# WHAT IS BEING ASKED:
From the records below, extract only the lines running from the line with "Where can the navy blue" to the line with "Where can the passenger", both lines included, reproducing them exactly.

---

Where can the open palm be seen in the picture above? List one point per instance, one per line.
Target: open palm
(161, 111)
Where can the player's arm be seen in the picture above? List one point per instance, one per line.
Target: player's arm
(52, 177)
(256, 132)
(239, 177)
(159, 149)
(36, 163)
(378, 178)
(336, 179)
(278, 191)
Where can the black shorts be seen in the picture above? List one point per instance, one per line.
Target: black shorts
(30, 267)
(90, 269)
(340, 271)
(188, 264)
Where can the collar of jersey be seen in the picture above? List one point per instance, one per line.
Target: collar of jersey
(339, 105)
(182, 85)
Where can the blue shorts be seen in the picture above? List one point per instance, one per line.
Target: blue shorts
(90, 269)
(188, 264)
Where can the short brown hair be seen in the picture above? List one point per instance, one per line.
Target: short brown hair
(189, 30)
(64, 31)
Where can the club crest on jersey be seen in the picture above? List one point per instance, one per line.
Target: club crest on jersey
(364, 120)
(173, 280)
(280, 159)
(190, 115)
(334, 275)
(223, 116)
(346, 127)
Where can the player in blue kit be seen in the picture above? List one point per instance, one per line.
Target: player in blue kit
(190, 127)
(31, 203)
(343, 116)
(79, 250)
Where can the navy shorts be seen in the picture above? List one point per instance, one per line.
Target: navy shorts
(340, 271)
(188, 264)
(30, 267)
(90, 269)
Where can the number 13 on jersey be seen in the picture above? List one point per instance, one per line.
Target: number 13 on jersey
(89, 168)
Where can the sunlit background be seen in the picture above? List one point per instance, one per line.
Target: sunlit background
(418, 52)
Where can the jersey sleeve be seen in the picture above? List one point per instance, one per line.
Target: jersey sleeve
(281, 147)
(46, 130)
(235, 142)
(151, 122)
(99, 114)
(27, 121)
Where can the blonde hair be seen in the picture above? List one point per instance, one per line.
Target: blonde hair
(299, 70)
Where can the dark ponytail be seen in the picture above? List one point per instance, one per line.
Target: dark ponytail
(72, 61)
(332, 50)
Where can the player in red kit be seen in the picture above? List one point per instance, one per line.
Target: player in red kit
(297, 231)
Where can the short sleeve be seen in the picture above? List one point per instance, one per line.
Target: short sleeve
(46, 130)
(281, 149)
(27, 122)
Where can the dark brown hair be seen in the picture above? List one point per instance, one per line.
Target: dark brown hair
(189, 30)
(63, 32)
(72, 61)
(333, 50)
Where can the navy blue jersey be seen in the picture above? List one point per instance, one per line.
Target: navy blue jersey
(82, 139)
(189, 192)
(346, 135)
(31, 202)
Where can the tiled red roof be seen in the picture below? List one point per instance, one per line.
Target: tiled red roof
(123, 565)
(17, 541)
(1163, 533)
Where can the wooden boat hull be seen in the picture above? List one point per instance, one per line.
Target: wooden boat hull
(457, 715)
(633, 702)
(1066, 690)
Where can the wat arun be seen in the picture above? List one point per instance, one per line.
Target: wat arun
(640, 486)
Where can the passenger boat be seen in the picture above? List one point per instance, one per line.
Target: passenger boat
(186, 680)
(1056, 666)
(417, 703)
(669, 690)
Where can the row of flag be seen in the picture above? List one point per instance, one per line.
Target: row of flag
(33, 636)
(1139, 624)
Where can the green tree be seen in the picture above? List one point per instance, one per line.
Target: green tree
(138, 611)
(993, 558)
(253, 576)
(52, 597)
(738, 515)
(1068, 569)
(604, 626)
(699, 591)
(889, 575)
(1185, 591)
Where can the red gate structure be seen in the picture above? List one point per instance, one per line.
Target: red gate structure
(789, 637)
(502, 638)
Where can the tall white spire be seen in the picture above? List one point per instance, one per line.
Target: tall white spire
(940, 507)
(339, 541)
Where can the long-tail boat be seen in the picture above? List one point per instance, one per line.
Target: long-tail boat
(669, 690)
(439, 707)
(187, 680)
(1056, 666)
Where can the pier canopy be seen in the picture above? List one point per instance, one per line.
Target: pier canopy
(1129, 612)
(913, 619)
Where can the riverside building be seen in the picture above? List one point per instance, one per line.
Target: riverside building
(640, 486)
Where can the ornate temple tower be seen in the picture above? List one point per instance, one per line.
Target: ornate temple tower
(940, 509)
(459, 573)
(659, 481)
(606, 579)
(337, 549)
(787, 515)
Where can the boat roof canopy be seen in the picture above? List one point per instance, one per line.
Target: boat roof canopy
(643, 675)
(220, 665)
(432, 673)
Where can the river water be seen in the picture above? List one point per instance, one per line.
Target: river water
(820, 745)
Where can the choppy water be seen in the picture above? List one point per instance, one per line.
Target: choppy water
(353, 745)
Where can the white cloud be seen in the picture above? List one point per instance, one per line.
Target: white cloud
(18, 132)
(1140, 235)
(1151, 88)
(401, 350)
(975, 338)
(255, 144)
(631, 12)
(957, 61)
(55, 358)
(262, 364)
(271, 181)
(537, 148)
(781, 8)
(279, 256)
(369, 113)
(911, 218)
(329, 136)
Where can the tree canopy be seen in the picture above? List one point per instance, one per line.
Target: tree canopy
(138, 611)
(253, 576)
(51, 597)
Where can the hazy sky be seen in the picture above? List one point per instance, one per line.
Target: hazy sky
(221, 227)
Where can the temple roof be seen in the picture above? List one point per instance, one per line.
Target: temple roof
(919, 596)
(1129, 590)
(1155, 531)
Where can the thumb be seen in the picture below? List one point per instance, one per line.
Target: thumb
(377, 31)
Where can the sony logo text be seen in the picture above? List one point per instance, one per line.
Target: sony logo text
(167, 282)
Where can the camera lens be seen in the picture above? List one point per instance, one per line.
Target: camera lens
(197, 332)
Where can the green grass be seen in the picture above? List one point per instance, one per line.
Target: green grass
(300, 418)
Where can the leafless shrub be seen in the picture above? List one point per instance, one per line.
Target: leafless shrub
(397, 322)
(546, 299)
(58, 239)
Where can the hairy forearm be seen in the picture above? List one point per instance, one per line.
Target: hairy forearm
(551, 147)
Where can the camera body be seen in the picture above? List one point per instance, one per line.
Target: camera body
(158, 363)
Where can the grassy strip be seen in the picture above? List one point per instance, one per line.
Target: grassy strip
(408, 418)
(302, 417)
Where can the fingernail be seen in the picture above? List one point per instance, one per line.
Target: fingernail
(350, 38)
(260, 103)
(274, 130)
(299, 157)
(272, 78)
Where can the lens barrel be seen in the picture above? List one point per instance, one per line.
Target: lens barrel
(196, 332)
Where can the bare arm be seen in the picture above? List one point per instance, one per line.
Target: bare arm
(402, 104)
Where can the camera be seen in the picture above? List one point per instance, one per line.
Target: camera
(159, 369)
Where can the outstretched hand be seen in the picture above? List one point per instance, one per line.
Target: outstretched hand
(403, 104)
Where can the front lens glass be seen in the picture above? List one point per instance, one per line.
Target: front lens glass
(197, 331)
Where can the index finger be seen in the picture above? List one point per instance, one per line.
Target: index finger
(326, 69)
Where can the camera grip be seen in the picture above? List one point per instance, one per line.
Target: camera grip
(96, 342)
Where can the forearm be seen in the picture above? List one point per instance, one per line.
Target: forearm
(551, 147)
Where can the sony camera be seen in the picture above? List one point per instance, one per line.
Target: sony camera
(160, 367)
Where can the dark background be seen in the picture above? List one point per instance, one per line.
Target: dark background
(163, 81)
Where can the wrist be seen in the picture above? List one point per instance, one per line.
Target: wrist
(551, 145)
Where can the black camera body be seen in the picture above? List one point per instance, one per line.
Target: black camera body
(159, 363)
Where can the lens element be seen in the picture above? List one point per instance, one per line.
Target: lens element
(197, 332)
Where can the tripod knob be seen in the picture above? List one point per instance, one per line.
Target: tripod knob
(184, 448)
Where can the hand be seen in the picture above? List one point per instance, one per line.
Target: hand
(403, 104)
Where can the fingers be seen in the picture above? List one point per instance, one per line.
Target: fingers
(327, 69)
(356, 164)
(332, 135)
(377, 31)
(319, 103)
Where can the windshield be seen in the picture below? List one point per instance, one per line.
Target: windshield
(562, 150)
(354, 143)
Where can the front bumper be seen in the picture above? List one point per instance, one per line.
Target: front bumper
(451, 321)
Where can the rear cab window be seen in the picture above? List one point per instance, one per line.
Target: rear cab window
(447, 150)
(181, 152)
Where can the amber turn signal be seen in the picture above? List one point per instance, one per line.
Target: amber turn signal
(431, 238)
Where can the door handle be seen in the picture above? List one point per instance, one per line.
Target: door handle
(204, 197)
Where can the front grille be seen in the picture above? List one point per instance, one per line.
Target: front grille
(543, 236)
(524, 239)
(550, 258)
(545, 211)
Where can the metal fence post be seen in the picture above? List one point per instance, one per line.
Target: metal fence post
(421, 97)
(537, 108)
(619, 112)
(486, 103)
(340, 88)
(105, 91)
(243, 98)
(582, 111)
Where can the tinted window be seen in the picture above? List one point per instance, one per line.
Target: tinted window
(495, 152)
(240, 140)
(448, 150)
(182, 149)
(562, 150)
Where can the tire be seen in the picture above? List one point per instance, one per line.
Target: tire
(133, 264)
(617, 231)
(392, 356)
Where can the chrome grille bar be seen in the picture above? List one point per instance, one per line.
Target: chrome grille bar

---

# SOLVED PROBLEM:
Where can the navy blue jersey be seen in the picture above? List one point per instance, one per line.
Target: navy blue jersey
(82, 139)
(189, 192)
(346, 135)
(31, 202)
Where can the tiled red roof be seen in the picture below? List one point per instance, one per line.
Target: tiled red roof
(123, 565)
(17, 541)
(1163, 533)
Where can the wooden boat hull be seen in the picture above? List one point per instance, one per line.
Target: wooden boat hull
(457, 715)
(633, 702)
(1066, 690)
Where can the wat arun be seen in the picture above? List one point per instance, one per line.
Target: wat arun
(640, 486)
Where can the passenger boat be seen in the picture above? List one point per instance, one per line.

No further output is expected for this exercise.